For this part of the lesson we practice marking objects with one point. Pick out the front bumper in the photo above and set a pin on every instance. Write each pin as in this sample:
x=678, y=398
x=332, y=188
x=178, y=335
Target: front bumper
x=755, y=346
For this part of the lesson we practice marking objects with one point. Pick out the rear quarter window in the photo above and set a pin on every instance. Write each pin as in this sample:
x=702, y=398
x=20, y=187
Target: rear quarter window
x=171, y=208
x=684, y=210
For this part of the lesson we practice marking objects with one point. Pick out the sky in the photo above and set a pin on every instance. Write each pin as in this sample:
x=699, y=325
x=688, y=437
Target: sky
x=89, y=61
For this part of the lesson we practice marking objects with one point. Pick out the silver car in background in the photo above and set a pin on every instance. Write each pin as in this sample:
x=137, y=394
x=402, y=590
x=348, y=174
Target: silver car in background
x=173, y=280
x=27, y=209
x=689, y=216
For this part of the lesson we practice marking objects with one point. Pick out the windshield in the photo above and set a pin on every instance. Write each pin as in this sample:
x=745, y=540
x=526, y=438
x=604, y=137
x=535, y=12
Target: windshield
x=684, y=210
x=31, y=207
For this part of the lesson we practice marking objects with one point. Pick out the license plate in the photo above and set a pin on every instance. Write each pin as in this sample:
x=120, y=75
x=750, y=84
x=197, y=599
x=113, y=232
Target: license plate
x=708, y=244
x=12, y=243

EXERCISE DESCRIPTION
Arrange every line of the rows above as a Markdown table with two columns, Number and Line, leaving out any blank lines.

REPLY TO THE EXERCISE
| Number | Line |
|---|---|
| 1 | For this part of the lesson we practice marking objects with one point. Pick out the front bumper in the photo above and set a pin on every instance. Write each pin as in this sample: |
| 2 | x=678, y=398 |
| 3 | x=332, y=188 |
| 4 | x=178, y=335 |
| 5 | Target: front bumper |
| 6 | x=755, y=346 |
| 7 | For this part of the lesson we practice marking objects with one point. Pick out the rear quarter window in the photo above and set a pin on every instance. Write each pin as in this sample: |
| 8 | x=702, y=398 |
| 9 | x=20, y=187 |
| 10 | Target: rear quarter window |
| 11 | x=171, y=208 |
| 12 | x=684, y=210 |
| 13 | For this part of the lesson we practice marking objects with one point. Pick out the sky in the photo above and set a pin on every instance. Write each pin as in this sample: |
| 14 | x=699, y=325 |
| 15 | x=688, y=437 |
| 16 | Target: sky |
| 17 | x=89, y=61 |
| 18 | For this part of the lesson we practice marking objects with one point. Pick out the silver car in background in the photo above and set a pin on every instance. Write each pin as in this sample: |
| 19 | x=137, y=394 |
| 20 | x=402, y=590 |
| 21 | x=348, y=174 |
| 22 | Target: silver car in background |
| 23 | x=173, y=280 |
| 24 | x=27, y=209 |
| 25 | x=689, y=216 |
| 26 | For this part of the lesson we practice marking objects with one point. Pick out the windshield in the photo above and set a pin on every instance. Write each pin as in this sample: |
| 27 | x=745, y=540 |
| 28 | x=526, y=438 |
| 29 | x=604, y=137 |
| 30 | x=535, y=12 |
| 31 | Target: windshield |
| 32 | x=684, y=210 |
| 33 | x=31, y=207 |
| 34 | For this part of the lesson we practice marking objects with one point. Pick out the license plate in the photo above and set a pin on every instance. Write each pin as in this sample: |
| 35 | x=120, y=75 |
| 36 | x=750, y=84 |
| 37 | x=197, y=599 |
| 38 | x=113, y=232 |
| 39 | Target: license plate |
| 40 | x=708, y=244 |
| 41 | x=12, y=243 |